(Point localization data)

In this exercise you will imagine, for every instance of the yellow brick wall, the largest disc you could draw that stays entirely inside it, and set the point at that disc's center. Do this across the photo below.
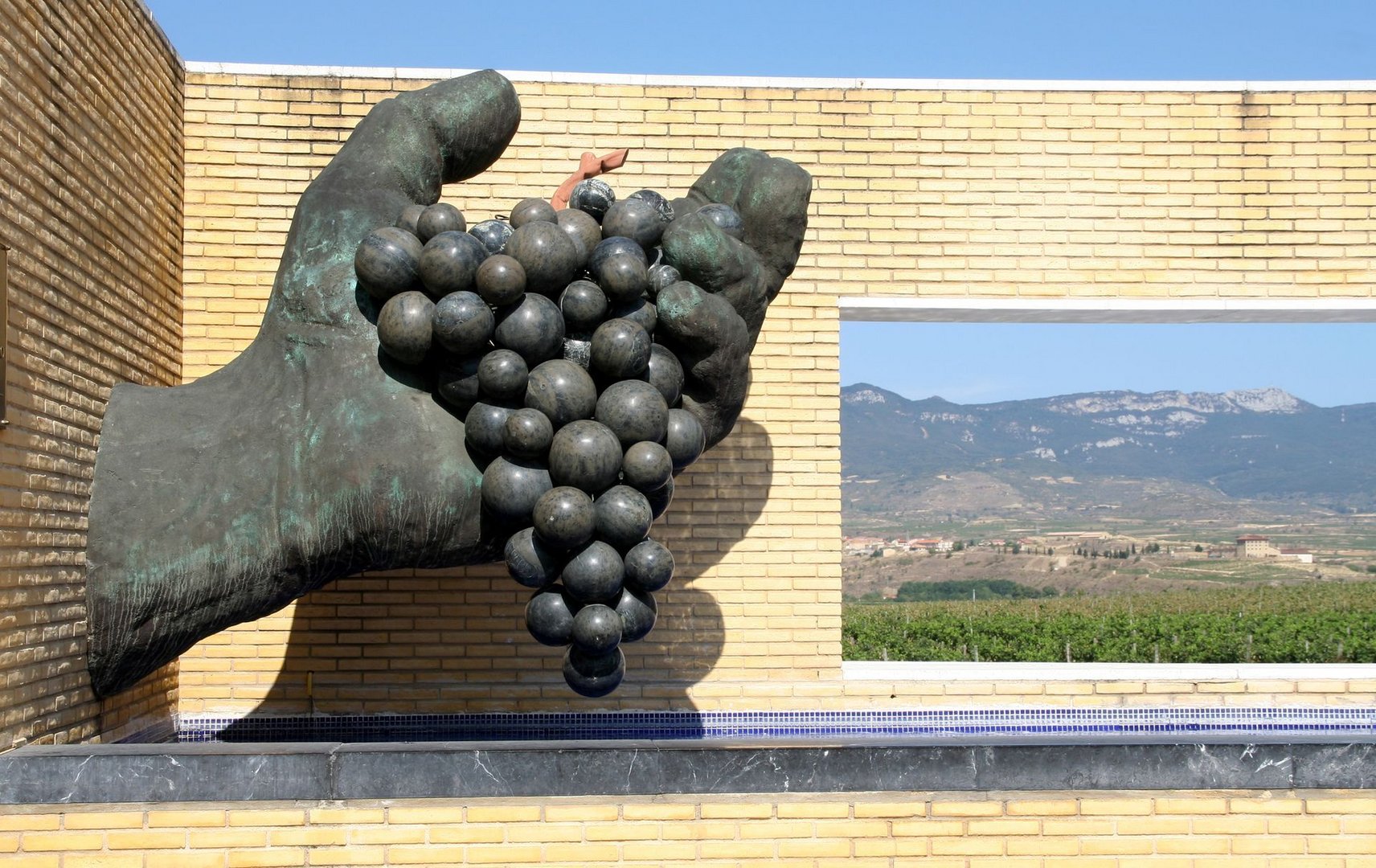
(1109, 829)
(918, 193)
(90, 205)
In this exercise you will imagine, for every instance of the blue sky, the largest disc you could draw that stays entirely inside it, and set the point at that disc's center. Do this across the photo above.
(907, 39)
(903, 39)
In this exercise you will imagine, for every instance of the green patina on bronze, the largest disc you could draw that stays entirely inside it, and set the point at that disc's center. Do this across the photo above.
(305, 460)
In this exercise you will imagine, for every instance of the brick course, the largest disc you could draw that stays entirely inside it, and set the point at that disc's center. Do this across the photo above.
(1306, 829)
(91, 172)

---

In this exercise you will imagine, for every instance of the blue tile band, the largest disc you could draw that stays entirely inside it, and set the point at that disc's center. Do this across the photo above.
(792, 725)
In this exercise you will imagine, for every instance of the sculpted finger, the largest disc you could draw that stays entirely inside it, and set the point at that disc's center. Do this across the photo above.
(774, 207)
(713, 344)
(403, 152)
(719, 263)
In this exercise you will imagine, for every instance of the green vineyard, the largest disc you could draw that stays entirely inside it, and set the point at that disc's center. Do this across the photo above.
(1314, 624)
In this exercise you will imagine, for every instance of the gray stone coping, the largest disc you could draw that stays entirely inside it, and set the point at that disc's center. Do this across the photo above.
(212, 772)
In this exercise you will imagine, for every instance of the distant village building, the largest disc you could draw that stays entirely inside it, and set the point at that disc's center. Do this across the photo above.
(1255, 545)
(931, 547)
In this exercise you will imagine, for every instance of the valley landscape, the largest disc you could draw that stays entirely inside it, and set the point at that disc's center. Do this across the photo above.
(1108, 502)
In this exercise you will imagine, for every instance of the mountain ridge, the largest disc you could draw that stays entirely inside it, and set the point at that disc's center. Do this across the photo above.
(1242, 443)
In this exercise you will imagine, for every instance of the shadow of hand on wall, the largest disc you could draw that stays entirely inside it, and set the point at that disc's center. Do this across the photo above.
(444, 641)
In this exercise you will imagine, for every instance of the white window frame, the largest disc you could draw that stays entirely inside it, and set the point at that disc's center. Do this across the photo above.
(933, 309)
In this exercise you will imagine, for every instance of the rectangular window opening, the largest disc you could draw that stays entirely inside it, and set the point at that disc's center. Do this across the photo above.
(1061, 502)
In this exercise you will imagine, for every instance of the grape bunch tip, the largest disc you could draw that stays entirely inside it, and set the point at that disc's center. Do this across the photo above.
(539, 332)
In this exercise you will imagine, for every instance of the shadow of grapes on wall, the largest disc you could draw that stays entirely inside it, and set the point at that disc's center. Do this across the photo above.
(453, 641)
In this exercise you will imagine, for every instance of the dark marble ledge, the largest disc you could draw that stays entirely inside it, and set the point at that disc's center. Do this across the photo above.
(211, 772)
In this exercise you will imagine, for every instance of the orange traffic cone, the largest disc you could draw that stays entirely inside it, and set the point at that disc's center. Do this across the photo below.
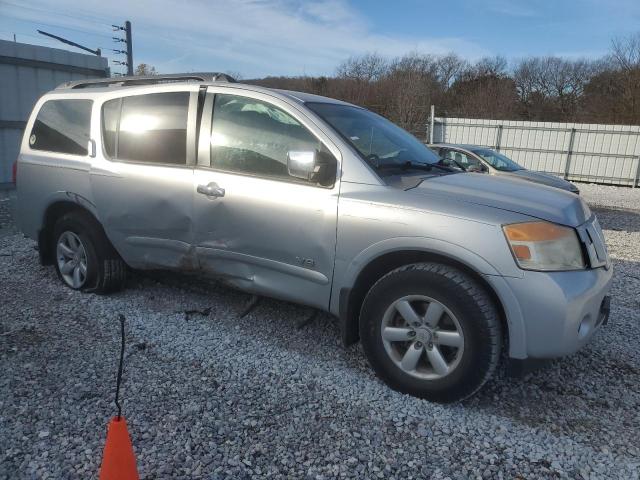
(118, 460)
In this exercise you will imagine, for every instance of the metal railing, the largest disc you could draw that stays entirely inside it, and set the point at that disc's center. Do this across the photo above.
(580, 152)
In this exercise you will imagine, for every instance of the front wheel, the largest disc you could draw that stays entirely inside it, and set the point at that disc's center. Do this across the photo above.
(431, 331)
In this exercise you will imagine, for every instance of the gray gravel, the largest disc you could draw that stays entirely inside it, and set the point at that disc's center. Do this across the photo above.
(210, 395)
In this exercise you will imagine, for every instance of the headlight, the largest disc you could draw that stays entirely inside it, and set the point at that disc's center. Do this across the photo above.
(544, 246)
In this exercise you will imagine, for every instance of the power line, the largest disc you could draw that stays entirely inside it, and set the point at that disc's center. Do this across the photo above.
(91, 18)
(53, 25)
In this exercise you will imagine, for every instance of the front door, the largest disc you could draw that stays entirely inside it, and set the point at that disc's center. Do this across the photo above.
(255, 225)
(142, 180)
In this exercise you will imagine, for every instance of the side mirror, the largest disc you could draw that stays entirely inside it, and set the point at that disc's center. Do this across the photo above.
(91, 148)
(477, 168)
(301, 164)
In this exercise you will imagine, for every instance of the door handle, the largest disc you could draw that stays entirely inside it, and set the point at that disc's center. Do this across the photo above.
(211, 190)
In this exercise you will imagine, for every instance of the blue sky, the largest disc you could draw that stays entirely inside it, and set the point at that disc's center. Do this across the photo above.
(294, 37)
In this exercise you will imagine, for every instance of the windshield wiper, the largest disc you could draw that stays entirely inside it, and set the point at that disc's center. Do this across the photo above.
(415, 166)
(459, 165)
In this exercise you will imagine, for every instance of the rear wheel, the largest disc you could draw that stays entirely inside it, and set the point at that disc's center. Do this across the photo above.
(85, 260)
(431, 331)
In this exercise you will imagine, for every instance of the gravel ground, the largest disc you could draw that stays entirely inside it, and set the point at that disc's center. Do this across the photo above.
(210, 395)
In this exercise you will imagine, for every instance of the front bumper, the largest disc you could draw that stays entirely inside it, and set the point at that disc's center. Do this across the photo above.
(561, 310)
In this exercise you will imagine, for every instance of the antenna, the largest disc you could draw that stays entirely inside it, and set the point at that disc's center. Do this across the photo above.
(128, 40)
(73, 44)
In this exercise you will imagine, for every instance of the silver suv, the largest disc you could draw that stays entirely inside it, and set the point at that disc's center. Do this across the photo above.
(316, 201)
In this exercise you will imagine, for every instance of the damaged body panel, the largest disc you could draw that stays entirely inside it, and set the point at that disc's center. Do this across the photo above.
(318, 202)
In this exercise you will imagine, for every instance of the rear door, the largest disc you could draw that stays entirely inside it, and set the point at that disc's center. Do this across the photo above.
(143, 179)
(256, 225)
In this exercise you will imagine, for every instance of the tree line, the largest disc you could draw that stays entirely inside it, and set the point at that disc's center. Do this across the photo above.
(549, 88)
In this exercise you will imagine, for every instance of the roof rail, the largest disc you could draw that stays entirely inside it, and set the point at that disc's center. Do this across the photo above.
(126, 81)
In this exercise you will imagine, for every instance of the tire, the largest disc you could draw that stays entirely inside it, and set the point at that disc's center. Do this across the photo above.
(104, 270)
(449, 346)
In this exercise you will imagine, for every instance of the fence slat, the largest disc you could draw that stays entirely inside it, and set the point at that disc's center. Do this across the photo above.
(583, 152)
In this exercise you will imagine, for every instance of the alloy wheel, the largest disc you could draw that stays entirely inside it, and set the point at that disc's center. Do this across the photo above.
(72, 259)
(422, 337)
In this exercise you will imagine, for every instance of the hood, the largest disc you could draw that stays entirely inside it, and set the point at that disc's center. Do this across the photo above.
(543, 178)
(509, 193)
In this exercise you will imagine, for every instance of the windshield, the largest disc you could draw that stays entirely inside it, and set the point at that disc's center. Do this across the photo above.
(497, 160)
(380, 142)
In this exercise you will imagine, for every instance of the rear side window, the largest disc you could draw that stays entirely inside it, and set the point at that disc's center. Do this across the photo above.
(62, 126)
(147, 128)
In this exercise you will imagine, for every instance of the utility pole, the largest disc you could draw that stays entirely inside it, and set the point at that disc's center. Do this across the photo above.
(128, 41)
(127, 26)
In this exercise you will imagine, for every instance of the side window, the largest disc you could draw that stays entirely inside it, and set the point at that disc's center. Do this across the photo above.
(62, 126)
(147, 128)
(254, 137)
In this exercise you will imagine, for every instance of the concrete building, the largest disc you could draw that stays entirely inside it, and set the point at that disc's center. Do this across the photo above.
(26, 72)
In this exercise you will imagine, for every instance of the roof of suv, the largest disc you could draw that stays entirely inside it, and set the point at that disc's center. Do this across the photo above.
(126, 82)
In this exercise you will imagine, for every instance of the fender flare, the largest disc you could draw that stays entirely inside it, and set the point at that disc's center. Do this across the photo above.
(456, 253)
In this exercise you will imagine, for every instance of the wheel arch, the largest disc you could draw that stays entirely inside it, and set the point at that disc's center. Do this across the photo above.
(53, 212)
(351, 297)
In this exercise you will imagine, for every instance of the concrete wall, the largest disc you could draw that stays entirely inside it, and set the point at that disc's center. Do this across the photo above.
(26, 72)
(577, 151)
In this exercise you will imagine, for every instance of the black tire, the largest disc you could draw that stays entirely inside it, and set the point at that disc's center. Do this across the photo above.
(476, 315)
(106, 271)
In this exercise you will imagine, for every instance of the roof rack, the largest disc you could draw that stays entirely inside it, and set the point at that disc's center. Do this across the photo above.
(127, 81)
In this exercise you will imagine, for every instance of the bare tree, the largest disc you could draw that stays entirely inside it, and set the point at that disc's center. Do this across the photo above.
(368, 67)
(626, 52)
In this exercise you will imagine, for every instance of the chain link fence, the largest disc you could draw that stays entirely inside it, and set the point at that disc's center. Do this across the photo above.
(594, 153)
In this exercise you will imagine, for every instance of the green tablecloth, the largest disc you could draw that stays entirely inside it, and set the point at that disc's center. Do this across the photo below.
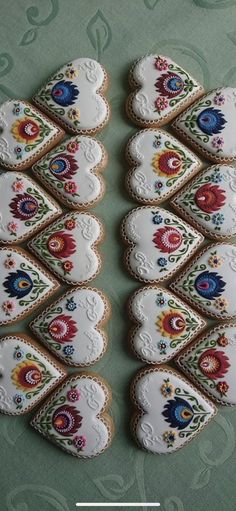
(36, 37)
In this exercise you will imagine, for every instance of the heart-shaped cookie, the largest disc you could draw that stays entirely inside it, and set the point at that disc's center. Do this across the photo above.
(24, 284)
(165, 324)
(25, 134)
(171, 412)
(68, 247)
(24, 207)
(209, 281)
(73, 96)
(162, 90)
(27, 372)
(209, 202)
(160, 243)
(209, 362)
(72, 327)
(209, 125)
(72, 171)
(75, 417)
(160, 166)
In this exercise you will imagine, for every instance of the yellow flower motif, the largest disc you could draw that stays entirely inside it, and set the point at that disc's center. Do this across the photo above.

What the exercise asks:
From the line with "green tablecloth, the" up to and including the line with "the yellow flower" above, retype every line exactly and nothing more; leave out the pictures.

Response:
In this exercise you will imagine, for every instance of the green tablecloth, the largest disc you could draw that stays entirely inside it, and set the point at that disc's center. Do this across the photo below.
(36, 37)
In this exercise you will imagine, for every instance of the heart-shaped cookie, the largest disc you could draw that stays entirely inside it, and set the point at that disc's center. Do this across the photo above.
(24, 284)
(165, 324)
(25, 134)
(171, 412)
(68, 247)
(24, 207)
(209, 281)
(73, 96)
(162, 90)
(27, 372)
(209, 202)
(160, 243)
(209, 362)
(72, 327)
(209, 125)
(72, 171)
(75, 417)
(160, 166)
In this exercise you will imagine, for every instance of the yellow flower motif, the largest disc you could draw that stays entirely inside it, and set the point at that disc's center. Do this across the photo above.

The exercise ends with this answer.